PROVIDED PASSAGE START
I don’t think we can minimize that as Presbyterians, we’ve been educated soundly for our professions, we’ve missed family gatherings, special events (weddings, graduations, funerals, BIG celebrations) in order to meet our personal goals. I have been patient, lucky, and fortunate to accomplish my academic goals over the years. I’ve enjoyed every job (3 different areas) I’ve held in my lifetime—I’m so lucky! I hope many of you have too. OK, so what does it mean for Jesus to say, ‘carry the cross’ and follow me?

 

Jesus tells the crowds on his travels about not being with family---to give up our most important family values ( the English is ‘hate’, NRSV,CEB) in order to carry our cross and come along with him. He is not talking about leaving our families, being hostile, or having hatred; Jesus says discipleship is costly over human relationships---that’s tough for us to grasp, I think!

 

Jesus is talking about placing it all in perspective as we live our lives. He talks about the truth of God’s reign in our lives—and following it. That’s the cross we carry! He is stating the power and wisdom in God asking us to love our neighbor as ourselves. Jesus is telling us we are to love our God with all our heart, soul, mind, body, and spirit. We need to take God seriously enough to realize the impact of the cheap grace we can make out of discipleship, thinking in our confession that we can stay as we are and not following Jesus’ commands. We need to know of God’s costly grace in being disciples.

 

A book by German Lutheran theologian Dietrich Bonhoeffer (“The Cost of Discipleship,” published in 1937, German title, Nachfolge) is quoted often by conservative and liberal Christians on the topic of cheap vs. costly grace. It is considered a classic in Christian thought (https://en.wikipedia.org/w/index.php?), and is centered on what Bonhoeffer believes it means to follow Christ. He states, “…cheap grace is grace without discipleship, grace without the cross.” He contrasts that with costly grace that is, “a gracious call for us to follow Jesus, a grace because Jesus says, ‘My yoke is easy and my burden light.’ He has a wonderful section on Onesimus, Philemon, and Paul, about master and slave as both being members of the body of Christ (p. 256-7—read it aloud!).
PROVIDED PASSAGE END
RECORD SET START
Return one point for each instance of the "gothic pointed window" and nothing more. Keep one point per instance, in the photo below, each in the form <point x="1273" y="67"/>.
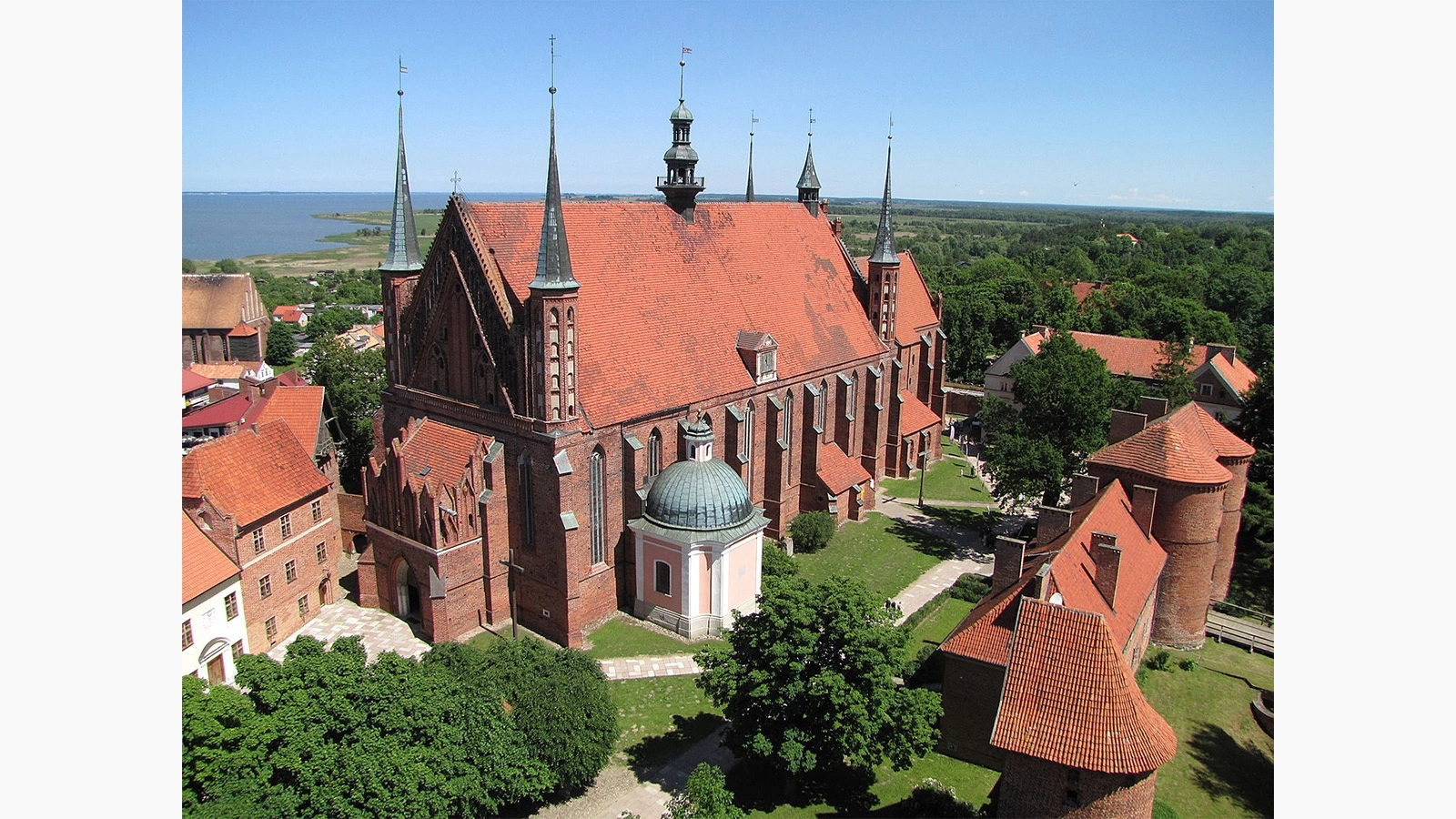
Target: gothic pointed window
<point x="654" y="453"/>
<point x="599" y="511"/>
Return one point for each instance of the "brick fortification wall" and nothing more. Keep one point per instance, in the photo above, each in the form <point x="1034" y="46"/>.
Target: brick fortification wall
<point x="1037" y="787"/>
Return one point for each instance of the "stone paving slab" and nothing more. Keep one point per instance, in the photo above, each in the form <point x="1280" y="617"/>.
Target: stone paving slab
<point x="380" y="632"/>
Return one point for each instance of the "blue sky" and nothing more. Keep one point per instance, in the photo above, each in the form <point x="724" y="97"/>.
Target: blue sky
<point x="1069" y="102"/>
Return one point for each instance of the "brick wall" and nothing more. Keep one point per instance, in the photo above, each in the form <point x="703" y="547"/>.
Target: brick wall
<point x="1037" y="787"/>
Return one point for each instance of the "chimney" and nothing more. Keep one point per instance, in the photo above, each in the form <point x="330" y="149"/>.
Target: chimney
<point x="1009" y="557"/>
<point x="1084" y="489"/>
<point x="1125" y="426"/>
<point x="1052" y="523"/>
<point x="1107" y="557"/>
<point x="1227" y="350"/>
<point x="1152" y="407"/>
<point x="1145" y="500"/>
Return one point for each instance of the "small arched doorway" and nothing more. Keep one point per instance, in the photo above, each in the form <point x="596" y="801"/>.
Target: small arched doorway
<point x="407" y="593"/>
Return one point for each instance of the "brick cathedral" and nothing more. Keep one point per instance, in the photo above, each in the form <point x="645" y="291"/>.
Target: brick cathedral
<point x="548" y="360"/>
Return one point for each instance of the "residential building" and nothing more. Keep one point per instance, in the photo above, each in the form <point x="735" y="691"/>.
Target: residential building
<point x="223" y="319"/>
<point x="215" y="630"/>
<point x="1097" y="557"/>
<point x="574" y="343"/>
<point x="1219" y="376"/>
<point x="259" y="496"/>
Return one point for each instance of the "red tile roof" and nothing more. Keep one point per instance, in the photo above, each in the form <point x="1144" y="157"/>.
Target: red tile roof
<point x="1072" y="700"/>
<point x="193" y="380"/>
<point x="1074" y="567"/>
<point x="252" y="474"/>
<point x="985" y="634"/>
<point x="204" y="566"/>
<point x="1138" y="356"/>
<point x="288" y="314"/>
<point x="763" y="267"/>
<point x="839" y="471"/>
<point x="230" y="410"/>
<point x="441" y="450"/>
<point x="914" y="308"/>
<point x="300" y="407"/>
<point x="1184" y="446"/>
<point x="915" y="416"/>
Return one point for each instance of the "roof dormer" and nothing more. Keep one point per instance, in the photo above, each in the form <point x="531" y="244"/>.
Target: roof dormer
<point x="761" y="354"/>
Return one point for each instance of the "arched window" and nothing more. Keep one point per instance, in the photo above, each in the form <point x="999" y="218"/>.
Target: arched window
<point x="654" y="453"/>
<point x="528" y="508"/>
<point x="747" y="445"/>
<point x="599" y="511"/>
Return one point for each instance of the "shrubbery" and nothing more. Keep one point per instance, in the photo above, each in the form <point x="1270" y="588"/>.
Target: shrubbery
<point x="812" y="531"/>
RECORD SET END
Carry on the reflection on the cost of discipleship from its last sentence, keeping its voice.

(SOLVED EXERCISE):
I met and heard Bonhoeffer’s niece, Dr. Renate Bethge (wife of Dr. Eberhard Bethge) speak to us at seminary (MTS, Nov.13th, 2001) about D. Bonhoeffer’s family and how they influenced his theology, and how Bonhoeffer influenced his family. She was quiet gracious, and gave us family-life situations they lived through. Ultimately, his costly discipleship cost Dietrich his life, as it was at the rise of the Nazi regime in Germany.  

 

God is comforting to us, as we hear the Psalmist (139th) tell us that God is acquainted with our ways, and anywhere we go, God is near. We will include this psalm in our prayers of the people today. The labors of God in/for our lives are not fathomable; God has work to do in us as God’s full house!

 

By the works of our Lord, we are fearfully and wonderfully made, and how vast

are the thoughts of our God! God never lets us stay the same; God continuously works on us to change in becoming God’s disciples. When you and I ask about all the important things in our lives, what we can never ever let go of, might we ask ourselves, where God in Jesus Christ is in our lives?      

 

            The good news for us as we come to the table together, you and I, is that God’s work and ways and will for us are in building us into God’s design, God’s full house and in God’s plan alone. We need not worry, yet we need to recognize that God’s plan is not supplanted in exactness for us to determine at any one time. God’s plan encompasses our obedience and our disobedience, following and being led. Let us allow God to build and plant and mold and change us, as God’s people, individually, as a nation and as a kingdom, as ‘Thy kingdom come, Thy will be done.’ Let’s be part of God’s full house!

 

                                                            Thanks be to God.                        AMEN.